__WHAT YOU NEED TO DO__:
A – Decide whether each statement below agrees with the passage on system-on-chip 700. Answer yes or no and quote the words from the passage that settle it.
(i) Memory 704 includes transitory propagating signals.
(ii) I/O logic 710 can provide ports or data interfaces for off-chip communication.
(iii) Baseband circuitry 104 must be embodied separately from the other components.
B – Answer these questions using the passage on system-on-chip 700.
(i) What reference number does the passage give the operating system stored in memory 704?
(ii) In which figure do memories 112-1-112-N appear?
(iii) What kind of ring do processors form when they are connected to the interconnect nodes by interconnect ring busses 206-1-206-2?
C – Write a continuation of the passage on system-on-chip 700, starting after its last sentence.

__DOCUMENT EXCERPT__:
..........

In this particular example, system-on-chip 700 includes processor cores 702 and memory 704. Memory 704 may include any suitable type of memory, such as volatile memory (e.g., DRAM), non-volatile memory (e.g., flash), cache, and the like. For example, memory 704 may comprise memories 112-1-112-N in FIG. 1. In the context of this disclosure, memory 704 is implemented as a storage medium, and does not include transitory propagating signals or carrier waves. Memory 704 can store data and processor-executable instructions of system-on-chip 700, such as operating system 708 and other applications. Processor cores 702 may execute operating system 708 and other applications from memory 704 to implement functions of system-on-chip 700, the data of which may be stored to memory 706 for future access. For example, processor cores may comprise baseband processors 110-1-110-N in FIG. 1, and implement modem functions. System-on-chip 700 may also include I/O logic 710, which can be configured to provide a variety of I/O ports or data interfaces for off-chip communication.

System-on-chip 700 also includes interconnect ring busses 206-1-206-2 and interconnect nodes 215-1-216-M which may be configured as a dual interconnect ring bus as illustrated in FIG. 2 and FIG. 3 to route data among processors connected to the interconnect nodes 215-1-215-M. For example, processors comprising processor cores 702 may be connected to interconnect nodes 215-1-215-M using interconnect ring busses 206-1-206-2 to form a bi-directional, dual interconnect ring that routes data to the processors to implement functions of a modem.

System-on-chip 700 also includes analog RF circuitry 102 and baseband circuitry 104, which may be embodied separately or combined with other components described herein. For example, baseband circuitry 104 may be connected to interconnect ring busses 206-1-206-2 via a node, such as nodes 215-1-215-M, to implement functions of a modem concurrently or in combination with processors comprising processor cores 702. Alternately or additionally, baseband circuitry 104 and the other components can be implemented as hardware, firmware, fixed logic circuitry, or any combination thereof that is implemented in connection with interconnect ring busses 206-1-206-2 and/or other signal processing and control circuits of system-on-chip 700.

..........

(Excerpts of location labeling data)
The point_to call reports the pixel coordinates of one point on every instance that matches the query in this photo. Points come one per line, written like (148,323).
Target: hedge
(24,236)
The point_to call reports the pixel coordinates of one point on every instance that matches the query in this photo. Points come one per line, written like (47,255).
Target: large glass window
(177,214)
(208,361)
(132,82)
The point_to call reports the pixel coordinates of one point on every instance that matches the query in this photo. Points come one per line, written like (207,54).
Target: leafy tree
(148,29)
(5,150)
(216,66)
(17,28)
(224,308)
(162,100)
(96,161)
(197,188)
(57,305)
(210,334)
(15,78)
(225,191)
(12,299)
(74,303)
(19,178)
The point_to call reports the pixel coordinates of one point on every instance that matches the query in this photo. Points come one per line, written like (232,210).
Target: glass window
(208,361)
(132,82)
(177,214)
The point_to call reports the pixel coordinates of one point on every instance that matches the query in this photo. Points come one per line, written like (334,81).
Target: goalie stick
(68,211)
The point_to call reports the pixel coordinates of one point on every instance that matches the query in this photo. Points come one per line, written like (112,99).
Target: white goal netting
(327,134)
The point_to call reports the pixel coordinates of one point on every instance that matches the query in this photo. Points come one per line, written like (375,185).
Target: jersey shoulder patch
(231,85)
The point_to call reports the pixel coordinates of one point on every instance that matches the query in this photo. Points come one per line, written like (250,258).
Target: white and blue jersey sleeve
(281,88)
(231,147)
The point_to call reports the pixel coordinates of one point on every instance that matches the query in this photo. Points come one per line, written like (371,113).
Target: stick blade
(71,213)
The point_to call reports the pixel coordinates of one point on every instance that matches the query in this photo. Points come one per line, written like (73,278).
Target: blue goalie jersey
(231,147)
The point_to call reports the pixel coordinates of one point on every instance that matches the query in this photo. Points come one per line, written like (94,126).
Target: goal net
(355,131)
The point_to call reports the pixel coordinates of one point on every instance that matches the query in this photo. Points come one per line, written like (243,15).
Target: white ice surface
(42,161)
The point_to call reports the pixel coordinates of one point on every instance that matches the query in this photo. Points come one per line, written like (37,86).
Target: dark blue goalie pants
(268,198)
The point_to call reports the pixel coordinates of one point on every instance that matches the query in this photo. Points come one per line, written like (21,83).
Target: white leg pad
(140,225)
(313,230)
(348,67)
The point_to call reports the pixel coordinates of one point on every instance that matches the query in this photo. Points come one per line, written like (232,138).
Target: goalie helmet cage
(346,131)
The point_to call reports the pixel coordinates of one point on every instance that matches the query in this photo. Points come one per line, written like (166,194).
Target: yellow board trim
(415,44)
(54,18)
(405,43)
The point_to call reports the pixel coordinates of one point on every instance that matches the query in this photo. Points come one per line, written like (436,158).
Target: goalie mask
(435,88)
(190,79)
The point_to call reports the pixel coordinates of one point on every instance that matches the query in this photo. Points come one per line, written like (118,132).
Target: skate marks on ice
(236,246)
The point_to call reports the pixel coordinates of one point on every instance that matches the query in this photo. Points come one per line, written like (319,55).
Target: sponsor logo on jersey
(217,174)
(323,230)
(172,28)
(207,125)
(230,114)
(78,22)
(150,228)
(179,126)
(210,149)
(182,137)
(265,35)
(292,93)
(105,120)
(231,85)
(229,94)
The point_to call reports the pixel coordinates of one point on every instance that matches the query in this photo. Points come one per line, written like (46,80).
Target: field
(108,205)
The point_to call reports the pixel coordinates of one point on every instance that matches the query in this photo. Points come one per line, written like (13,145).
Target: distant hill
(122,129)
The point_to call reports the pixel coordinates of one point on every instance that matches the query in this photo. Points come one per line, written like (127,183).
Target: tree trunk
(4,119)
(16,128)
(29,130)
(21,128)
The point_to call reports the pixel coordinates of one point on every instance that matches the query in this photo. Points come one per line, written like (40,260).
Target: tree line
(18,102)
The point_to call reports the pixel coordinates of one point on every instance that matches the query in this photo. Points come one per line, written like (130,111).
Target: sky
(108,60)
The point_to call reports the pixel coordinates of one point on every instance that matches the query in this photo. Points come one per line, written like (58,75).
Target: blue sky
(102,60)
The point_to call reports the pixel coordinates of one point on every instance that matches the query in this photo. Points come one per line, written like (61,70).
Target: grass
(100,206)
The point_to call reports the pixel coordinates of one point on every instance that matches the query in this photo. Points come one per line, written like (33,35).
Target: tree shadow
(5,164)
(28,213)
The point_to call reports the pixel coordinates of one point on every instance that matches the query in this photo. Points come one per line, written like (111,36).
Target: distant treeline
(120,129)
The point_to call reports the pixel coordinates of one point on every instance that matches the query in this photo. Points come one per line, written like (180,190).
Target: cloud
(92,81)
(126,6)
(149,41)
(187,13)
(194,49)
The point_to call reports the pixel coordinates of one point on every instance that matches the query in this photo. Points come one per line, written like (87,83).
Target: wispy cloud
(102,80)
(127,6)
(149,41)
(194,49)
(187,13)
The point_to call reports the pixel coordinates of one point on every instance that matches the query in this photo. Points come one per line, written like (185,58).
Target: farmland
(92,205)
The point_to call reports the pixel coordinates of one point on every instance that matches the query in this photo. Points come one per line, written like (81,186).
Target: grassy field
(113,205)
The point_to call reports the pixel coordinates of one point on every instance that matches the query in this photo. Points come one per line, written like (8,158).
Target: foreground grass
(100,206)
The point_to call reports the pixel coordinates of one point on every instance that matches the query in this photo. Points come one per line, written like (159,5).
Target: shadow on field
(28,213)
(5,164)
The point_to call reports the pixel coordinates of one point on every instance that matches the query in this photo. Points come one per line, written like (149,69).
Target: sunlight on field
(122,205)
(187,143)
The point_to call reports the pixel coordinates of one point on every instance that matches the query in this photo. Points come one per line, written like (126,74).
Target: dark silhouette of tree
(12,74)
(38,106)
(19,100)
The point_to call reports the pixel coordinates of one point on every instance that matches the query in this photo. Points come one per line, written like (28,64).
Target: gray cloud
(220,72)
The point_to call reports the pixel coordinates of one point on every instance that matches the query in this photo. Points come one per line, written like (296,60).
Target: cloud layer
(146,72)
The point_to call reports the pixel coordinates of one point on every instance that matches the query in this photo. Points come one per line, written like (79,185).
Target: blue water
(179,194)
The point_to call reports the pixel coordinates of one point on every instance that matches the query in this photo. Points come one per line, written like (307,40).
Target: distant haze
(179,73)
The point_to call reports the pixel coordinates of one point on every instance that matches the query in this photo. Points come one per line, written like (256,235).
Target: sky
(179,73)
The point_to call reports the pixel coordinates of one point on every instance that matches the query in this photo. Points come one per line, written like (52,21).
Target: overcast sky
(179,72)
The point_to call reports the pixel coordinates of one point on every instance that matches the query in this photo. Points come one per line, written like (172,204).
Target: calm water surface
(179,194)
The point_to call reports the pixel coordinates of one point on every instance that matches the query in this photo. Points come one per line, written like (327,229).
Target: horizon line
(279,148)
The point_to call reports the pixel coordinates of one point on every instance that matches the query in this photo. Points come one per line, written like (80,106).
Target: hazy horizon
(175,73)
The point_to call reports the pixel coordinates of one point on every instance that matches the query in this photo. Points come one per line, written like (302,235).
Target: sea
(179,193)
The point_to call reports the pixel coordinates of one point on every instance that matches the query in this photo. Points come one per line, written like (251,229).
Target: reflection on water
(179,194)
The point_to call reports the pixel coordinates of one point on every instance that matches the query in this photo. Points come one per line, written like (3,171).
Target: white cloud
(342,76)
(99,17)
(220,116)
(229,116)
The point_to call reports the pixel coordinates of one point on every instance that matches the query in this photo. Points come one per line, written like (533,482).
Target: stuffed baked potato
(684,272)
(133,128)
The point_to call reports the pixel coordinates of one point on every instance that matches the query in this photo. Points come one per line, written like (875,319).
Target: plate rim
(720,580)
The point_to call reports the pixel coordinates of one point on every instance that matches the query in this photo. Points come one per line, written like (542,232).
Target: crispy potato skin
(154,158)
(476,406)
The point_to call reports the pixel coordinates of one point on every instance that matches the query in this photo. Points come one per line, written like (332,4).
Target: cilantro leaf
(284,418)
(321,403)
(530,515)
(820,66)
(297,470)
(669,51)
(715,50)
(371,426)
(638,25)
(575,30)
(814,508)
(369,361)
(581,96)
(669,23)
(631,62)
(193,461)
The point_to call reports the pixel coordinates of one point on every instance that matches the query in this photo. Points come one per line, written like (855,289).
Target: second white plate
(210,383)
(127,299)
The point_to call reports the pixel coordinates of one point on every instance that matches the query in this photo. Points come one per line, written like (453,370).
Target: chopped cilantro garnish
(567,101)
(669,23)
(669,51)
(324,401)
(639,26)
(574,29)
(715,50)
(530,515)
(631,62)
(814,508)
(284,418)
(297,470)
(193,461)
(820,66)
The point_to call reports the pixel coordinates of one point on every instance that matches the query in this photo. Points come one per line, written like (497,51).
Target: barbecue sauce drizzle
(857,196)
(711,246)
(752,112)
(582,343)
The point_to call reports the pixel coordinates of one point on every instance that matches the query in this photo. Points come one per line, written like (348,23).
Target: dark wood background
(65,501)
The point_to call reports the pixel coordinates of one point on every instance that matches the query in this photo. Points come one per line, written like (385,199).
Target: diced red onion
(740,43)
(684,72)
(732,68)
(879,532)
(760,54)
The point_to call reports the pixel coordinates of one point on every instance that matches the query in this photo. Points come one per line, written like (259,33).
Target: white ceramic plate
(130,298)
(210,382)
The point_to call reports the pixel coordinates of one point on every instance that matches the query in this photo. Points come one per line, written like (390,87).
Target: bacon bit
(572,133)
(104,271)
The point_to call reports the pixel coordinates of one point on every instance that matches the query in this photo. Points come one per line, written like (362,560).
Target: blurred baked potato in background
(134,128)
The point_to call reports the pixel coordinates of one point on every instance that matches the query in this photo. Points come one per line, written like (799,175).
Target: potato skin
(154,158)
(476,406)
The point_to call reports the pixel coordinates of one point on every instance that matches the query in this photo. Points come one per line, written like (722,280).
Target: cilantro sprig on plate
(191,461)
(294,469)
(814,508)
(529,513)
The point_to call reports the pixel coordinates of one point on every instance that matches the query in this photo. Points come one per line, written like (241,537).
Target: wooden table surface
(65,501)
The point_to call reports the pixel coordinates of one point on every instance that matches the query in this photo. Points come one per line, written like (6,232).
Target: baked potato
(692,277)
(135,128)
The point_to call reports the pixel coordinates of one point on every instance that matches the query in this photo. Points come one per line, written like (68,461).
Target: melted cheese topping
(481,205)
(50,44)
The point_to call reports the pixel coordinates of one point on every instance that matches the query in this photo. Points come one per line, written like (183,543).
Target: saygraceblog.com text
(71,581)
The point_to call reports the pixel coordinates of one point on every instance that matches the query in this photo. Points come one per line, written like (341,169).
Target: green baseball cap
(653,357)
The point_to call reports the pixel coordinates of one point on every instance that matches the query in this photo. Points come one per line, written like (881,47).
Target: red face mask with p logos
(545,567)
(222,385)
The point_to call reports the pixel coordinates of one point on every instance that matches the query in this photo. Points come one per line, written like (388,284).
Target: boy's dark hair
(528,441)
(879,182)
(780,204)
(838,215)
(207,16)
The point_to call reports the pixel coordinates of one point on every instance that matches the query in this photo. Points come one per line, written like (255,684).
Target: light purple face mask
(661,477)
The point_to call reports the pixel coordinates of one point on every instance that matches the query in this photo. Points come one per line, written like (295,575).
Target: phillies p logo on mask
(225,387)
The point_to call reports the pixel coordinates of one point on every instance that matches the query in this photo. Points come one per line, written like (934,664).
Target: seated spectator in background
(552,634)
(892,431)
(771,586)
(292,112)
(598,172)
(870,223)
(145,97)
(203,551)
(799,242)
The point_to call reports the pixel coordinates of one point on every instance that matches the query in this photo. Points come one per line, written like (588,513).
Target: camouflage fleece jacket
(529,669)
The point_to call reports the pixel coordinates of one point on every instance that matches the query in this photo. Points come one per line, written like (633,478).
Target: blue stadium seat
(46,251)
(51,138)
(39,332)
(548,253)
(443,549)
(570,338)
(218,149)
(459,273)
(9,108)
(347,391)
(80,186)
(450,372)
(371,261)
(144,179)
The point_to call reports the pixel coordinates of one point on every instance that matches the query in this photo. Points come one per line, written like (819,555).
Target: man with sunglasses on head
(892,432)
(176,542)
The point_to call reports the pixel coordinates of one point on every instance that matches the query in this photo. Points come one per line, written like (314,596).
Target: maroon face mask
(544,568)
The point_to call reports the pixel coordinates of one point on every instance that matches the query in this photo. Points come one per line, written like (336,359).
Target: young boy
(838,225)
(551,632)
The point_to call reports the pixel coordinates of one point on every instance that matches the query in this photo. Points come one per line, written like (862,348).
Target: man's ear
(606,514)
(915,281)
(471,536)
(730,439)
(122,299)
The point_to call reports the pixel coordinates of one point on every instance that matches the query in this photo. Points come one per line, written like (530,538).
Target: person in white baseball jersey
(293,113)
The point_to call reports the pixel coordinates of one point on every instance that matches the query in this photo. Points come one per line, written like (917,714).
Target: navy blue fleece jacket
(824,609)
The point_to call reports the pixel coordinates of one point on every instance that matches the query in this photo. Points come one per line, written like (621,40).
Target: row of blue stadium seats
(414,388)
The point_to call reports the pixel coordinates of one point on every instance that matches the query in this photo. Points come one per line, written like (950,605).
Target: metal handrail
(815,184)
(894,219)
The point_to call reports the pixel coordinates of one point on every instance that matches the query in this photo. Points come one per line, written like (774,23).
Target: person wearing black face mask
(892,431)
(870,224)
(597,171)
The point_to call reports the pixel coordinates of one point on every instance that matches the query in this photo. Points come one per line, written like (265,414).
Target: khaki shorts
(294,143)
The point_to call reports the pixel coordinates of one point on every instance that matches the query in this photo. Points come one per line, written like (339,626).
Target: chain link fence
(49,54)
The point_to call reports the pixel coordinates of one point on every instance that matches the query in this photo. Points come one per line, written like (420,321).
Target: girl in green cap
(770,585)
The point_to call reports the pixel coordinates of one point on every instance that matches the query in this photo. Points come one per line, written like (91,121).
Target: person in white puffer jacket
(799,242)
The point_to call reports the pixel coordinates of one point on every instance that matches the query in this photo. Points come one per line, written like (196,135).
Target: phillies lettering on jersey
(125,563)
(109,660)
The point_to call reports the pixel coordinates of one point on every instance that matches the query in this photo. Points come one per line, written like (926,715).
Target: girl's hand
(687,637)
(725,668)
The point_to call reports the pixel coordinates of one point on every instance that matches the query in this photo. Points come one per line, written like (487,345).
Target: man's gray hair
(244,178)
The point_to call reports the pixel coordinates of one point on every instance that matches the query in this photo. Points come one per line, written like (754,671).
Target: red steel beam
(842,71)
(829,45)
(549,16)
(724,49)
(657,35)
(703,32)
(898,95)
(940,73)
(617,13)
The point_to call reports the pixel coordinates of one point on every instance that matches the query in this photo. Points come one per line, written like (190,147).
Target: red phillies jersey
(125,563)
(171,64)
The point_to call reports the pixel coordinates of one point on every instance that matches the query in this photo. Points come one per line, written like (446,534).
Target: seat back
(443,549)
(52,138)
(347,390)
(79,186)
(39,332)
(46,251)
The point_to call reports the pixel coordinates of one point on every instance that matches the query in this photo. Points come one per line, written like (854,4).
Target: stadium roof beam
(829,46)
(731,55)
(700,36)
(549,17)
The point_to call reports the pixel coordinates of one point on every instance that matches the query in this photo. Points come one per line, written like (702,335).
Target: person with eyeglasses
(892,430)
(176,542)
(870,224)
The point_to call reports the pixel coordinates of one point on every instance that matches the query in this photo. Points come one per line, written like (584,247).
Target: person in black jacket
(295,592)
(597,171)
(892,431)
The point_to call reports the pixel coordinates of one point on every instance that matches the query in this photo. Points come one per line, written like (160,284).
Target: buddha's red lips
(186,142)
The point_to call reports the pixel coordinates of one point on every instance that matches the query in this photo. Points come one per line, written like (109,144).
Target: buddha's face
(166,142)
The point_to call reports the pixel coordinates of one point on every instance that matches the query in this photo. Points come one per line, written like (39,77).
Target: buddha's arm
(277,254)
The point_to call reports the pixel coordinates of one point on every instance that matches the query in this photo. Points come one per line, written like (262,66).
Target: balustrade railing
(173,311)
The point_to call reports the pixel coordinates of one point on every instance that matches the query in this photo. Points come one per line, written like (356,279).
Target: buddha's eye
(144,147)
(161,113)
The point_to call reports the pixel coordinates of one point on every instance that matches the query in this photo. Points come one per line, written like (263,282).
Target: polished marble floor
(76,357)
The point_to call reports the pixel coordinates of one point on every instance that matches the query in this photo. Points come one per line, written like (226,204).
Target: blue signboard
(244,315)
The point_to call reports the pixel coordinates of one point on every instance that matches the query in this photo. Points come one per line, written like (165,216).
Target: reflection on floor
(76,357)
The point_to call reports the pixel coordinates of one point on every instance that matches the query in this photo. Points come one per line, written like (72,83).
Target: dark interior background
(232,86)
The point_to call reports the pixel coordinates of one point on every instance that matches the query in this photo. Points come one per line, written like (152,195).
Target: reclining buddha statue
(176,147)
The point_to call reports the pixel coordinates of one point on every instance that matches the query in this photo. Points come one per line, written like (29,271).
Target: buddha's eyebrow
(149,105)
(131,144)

..........

__RESULTS FOR EACH TASK__:
A –
(i) No: "memory 704 is implemented as a storage medium, and does not include transitory propagating signals or carrier waves."
(ii) Yes: "which can be configured to provide a variety of I/O ports or data interfaces for off-chip communication."
(iii) No: "which may be embodied separately or combined with other components described herein."

B –
(i) 708
(ii) FIG. 1
(iii) A bi-directional, dual interconnect ring

C –
In one or more exemplary embodiments, the functions described may be implemented in hardware, software, firmware, or any combination thereof. If implemented in software, functions may be stored on a computer-readable storage medium (CRM). In the context of this disclosure, a computer-readable storage medium may be any available medium that can be accessed by a general-purpose or special-purpose computer that does not include transitory propagating signals or carrier waves. By way of example, and not limitation, such media can comprise RAM, ROM, EEPROM, CD-ROM or other optical disk storage, magnetic disk storage, or other magnetic storage devices, or any other non-transitory medium that can be used to carry or store information that can be accessed by a general-purpose or special-purpose computer, or a general-purpose or special-purpose processor. The information can include any suitable type of data, such as computer readable instructions, sampled signal values, data structures, program components, or other data. These examples, and any combination of storage media and/or memory devices, are intended to fit within the scope of non-transitory computer-readable media. Disk and disc, as used herein, includes compact disc (CD), laser disc, optical disc, digital versatile disc (DVD), floppy disk and Blu-ray disc where disks usually reproduce data magnetically, while discs reproduce data optically with a laser. Combinations of the above should also be included within the scope of computer-readable media.

Firmware components include electronic components with programmable memory configured to store executable instructions that direct the electronic component how to operate. In some cases, the executable instructions stored on the electronic component are permanent, while in other cases, the executable instructions can be updated and/or altered. At times, firmware components can be used in combination with hardware components and/or software components.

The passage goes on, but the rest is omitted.